PROBLEM DETAILS:
If a line holds the word "below", copy it from the entries.

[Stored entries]
= Beginning of Section =

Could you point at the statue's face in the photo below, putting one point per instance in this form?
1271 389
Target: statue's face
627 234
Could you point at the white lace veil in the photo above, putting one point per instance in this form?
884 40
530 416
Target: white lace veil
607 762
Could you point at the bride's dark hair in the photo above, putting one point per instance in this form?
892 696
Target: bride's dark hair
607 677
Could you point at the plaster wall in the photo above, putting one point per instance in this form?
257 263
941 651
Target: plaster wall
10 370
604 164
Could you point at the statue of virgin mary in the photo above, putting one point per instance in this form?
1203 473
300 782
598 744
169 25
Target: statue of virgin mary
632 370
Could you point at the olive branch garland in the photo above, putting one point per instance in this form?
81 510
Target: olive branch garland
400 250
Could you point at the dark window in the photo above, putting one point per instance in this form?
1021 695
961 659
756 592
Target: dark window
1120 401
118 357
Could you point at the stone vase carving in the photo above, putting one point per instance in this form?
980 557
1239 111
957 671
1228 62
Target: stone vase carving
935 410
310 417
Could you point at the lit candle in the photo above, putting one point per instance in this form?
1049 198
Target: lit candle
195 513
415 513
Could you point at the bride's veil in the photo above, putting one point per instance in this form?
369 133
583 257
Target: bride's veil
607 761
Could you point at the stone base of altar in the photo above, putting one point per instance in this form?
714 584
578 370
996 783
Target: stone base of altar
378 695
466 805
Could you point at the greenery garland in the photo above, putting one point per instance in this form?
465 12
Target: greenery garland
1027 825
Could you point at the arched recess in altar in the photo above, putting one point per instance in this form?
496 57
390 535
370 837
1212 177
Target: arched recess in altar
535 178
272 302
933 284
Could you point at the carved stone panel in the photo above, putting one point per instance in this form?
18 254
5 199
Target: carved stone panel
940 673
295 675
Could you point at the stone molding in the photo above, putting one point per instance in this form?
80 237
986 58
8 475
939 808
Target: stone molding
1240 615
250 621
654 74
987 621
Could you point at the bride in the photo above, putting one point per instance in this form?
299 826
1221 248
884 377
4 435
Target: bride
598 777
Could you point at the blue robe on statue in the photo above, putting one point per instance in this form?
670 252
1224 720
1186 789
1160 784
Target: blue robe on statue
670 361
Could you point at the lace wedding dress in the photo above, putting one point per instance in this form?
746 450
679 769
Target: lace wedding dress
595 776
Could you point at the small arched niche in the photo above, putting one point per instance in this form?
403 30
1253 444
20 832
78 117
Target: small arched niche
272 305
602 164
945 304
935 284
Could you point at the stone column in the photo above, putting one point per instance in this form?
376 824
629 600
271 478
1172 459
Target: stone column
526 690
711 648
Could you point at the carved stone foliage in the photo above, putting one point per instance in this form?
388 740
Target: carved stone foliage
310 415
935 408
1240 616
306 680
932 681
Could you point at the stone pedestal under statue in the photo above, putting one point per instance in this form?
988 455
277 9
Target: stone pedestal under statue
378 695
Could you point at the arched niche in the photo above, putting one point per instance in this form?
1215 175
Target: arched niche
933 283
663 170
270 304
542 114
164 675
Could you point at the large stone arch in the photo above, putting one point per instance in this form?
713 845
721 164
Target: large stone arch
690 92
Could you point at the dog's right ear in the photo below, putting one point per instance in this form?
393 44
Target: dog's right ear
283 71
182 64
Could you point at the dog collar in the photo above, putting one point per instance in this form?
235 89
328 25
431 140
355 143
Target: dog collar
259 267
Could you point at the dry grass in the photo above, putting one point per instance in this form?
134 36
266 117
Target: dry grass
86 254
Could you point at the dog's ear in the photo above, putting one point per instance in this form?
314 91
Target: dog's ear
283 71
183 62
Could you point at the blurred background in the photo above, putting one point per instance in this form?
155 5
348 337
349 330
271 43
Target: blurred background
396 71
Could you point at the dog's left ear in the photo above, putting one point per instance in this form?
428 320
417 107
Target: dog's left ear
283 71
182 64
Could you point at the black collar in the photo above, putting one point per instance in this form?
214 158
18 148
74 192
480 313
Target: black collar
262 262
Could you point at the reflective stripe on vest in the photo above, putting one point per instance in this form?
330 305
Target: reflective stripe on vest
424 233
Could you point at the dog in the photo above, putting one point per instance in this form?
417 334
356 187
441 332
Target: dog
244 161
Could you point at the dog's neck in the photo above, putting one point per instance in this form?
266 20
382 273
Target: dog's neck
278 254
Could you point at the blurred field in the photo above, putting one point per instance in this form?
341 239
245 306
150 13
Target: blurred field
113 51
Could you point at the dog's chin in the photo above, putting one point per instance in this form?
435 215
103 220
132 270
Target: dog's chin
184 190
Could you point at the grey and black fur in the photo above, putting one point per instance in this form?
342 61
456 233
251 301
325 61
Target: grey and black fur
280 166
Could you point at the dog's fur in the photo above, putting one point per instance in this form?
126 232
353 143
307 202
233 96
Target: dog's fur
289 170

= End of Section =

TASK ANSWER:
Could you point at the statue's face in the photo below, putting one point per instance in this form?
Could you point at the dog's right ear in the photo below, putting one point per instance in this form?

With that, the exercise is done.